Author: Clayton Trapp

Trans-Atlantic Travelogue #15



The Landing Gear is Out. Arrivederci!!

Exeter, England

September 5, 2001

Scoreboard: 13,345 miles; 7 Countries, 20 states










Papa's Pumas


Is there a 20,000 mile warranty on Papa’s Pumas?



Ok, that’s it! We’re comin’ in. It’s been a long and glorious run, and it’s time to recharge the batteries for our next run.


From Horsley we moved west, to Exeter, the point-of-entry to the English Riviera. No, that’s not a term I made up, it’s from the local tourist bureau. That being the case it doesn’t have many of the attributes of the “real” riviera, which is why we’re willing to spend an entire winter here. We stayed at a great camp where the center of youth activity is “the big tree,” and they had a campground bar-b-q and plenty of farm fresh cider on
Fridays.


From here we went down the coast to Plymouth, not much there, promptly came back up here. Exeter is a college town, albeit a somewhat quiet one, and a great location for us to work from.


Winter is coming on fast, we’re currently staying at a bed & breakfast (unimpressed with the “breakfast” I refer to it as a “bed and butter,” it’s also true that I think cold pizza is the only sensible breakfast that there is), and looking for a good seasonal rental through the end of March.


It’s a good town, it’s got a feel that we like. The girls are excited about school, and there are plenty of good winter time side trips to keep us feeling like we’re still on the move. The entire Cornwall coast, Wales, London for Christmas, the Dartmoor Forest, Stonehenge, Glastonbury Tor…all within 150 miles one direction or another.


Dartmoor Forest is especially promising. There’s a university professor, who has been published extensively on the subject of “What’s the Most Influential Novel in the History of Mankind About Devon County?” who puts on his Sherlock Holmes hat every weekend, for the past 30 years, and leads expeditions into the forest. They reenact The Hounds of the Baskervilles as closely as they’re able and I dare say that at some point soon
we’ll join them.


The forest, for the uninitiated, doesn’t have many trees…”It’s pretty bleak,” all the locals say.


I’ve not read The Hounds of the Baskervilles. I did read a brilliant satire in Mad Magazine once entitled The Hounds of Basketballs.
────
[Required work]:
[1] Answer these questions about the travelogue from Exeter:
(a) What mileage does the scoreboard report?
(b) Through what point is the family seeking a seasonal rental?
(c) What is the title of the satire the writer once read in Mad Magazine?
[2] Continue the travelogue from Exeter, beginning after its final sentence about the Mad Magazine satire.

[Excerpts of pointing data]
────
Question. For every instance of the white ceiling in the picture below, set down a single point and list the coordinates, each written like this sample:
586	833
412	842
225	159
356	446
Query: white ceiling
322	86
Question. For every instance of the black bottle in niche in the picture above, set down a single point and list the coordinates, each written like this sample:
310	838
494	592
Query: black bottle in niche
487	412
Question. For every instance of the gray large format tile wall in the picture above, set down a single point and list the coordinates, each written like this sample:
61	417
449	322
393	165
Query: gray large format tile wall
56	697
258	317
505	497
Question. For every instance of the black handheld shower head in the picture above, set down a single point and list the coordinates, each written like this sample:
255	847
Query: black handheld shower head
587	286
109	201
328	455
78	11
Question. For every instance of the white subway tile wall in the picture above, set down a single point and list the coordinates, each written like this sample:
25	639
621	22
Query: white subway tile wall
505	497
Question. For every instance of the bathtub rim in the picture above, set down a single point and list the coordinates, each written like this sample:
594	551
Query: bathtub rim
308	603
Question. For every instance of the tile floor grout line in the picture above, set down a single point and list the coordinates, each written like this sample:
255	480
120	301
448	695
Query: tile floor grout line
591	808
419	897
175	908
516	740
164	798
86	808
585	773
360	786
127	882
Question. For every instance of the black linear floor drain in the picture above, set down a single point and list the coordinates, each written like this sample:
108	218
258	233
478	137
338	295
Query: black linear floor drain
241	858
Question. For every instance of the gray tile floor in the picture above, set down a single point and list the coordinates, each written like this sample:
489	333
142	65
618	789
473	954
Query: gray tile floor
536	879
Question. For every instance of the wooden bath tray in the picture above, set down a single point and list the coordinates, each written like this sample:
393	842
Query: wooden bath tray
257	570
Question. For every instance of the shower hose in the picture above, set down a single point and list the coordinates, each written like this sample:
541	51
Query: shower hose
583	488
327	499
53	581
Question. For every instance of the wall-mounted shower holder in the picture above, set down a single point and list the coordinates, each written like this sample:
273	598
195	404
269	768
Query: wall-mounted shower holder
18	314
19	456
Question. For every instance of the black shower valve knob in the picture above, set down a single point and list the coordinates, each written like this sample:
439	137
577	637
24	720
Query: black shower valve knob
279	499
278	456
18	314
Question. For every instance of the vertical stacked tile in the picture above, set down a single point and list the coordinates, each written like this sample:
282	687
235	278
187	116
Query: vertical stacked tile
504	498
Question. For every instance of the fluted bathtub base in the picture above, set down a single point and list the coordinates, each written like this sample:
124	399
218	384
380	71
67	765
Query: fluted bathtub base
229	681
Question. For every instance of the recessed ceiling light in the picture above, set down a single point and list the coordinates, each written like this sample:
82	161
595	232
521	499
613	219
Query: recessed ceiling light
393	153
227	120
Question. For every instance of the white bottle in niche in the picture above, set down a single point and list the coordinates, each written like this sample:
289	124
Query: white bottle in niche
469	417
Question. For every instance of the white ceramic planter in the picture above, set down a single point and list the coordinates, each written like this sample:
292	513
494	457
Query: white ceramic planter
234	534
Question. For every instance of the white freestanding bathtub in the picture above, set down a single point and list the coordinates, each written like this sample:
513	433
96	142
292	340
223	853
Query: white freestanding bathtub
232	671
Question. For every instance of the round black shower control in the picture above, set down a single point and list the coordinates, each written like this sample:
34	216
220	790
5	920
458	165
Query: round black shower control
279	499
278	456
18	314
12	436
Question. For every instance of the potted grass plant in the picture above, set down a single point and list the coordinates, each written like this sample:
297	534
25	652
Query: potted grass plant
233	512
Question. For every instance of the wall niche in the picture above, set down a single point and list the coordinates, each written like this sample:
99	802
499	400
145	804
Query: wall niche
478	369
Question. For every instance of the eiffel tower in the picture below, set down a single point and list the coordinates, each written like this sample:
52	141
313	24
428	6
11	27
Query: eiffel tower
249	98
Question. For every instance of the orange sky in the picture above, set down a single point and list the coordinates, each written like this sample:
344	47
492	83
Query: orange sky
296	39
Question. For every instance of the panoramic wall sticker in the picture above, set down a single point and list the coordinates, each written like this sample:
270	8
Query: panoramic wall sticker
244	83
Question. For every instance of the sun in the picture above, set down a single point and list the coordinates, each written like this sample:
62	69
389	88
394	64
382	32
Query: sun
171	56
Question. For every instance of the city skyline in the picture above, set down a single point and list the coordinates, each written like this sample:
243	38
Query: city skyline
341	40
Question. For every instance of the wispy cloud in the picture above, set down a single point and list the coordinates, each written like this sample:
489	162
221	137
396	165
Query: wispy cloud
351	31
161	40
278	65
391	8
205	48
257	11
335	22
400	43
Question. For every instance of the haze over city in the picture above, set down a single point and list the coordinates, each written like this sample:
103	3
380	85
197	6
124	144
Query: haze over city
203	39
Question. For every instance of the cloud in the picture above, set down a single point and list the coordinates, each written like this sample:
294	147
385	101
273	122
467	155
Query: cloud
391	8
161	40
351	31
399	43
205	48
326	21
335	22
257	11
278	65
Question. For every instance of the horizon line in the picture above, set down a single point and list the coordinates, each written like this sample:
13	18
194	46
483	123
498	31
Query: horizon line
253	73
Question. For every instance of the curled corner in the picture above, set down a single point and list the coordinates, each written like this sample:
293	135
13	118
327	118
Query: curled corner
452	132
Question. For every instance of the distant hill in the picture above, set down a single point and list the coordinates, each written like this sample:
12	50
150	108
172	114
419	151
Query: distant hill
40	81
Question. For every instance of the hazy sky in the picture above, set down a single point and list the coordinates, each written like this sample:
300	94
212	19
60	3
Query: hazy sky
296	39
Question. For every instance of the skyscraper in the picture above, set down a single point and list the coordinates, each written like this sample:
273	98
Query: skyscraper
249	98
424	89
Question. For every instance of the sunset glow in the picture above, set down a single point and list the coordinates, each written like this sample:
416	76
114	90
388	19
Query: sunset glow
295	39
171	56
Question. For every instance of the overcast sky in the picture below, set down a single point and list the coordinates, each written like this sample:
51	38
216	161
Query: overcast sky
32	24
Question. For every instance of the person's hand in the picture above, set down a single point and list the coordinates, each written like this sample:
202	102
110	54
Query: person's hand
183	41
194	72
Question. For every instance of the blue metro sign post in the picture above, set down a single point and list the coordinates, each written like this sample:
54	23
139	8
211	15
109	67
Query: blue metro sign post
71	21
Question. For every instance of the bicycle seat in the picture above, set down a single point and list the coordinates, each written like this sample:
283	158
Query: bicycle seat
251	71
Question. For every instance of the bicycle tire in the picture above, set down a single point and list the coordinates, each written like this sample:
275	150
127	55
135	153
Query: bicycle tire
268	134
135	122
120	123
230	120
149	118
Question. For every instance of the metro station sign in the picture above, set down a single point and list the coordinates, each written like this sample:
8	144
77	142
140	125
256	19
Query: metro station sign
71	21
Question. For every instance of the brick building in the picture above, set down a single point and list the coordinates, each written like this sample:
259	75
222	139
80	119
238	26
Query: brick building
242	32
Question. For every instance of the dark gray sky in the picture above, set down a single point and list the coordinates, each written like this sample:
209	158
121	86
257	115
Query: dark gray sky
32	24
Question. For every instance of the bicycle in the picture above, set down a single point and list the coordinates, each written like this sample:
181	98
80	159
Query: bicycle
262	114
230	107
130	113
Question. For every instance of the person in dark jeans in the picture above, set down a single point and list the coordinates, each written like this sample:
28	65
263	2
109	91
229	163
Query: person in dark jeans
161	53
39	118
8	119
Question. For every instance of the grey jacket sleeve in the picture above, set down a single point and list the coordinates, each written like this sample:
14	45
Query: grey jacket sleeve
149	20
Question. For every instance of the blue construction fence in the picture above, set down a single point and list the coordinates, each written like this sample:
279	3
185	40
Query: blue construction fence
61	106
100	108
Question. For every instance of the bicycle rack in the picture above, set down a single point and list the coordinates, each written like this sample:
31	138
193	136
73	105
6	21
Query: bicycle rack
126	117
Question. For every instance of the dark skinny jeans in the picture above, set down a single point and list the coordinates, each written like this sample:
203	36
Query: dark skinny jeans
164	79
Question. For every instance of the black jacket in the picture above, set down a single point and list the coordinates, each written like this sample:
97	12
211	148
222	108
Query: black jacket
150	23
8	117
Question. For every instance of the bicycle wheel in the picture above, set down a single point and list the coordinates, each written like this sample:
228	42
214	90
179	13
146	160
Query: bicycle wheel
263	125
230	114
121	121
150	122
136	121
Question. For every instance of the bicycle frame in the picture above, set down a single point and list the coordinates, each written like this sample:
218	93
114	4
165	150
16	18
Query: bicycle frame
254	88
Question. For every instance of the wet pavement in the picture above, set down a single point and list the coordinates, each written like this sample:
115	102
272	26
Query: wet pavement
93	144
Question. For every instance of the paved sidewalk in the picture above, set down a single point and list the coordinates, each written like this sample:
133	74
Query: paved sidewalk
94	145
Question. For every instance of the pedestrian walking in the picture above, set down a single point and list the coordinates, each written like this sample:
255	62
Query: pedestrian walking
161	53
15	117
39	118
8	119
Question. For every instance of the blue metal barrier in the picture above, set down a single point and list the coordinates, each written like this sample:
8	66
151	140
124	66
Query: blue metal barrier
────
[Solved problems]:
[1]
(a) 13,345 miles
(b) The end of March
(c) The Hounds of Basketballs

[2]
I still have my Louisiana/Washington/California hybrid accent, and Theresa her Arizona/California/Washington, but the girls are starting to sound decidedly British. They’re still learning the language you see, and everyone else around them is saying things like “Really?” in a tone that suggests driving up Mount Everest at breakneck speed in a ’75 Ferrari Berlinetta Boxer.


We like the British. We like the Spanish, the French, the Germans, the Italians, the Danes, the Irish, the Welsh, Americans. We’re happy to be here.


“When will you come back?” It’s never been a question that I’m able to answer. At first I would say, “a few years,” or “whenever Bush or Gore isn’t President.” By the time we got off the boat in Barcelona the standard response was “about ten years.”


I’ve come up with a new, and definitive one.


“When Warren Beatty is President.”


We aren’t enthusiastic about most of what’s going on in the American government, but smart money is that we won’t be terribly impressed with any other governments once we gain enough familiarity to support contempt. Dreamers and idealists never like compromisers, or sell-outs.


When you jump off the cliff you open yourself up to all kinds of possibilities. In a reasonably functional family the parents take the big hits (stress only, it always works out) and the kids enjoy incredible growth.


Kasmira has become a social force to rival the great north wind. She pulls into a campsite, or B&B, and reorganizes the social structure to conform with her every whim. It helps that we’re “Americans,” (5 of 6 of us enjoy US/UK citizenship, Theresa is, as I said, a ‘zonie). America is, for better or worse, both, the center of western culture. Even people who don’t like Britney Spears loved Titanic, Burger King haters enjoy Pizza Hut,









Boys in the audience


The local boys are astonished



there is no more popular band among European young people than Nirvana, Bart Simpson is the most popular cultural icon on the continent, adorning everything from birthday cakes to paper towels.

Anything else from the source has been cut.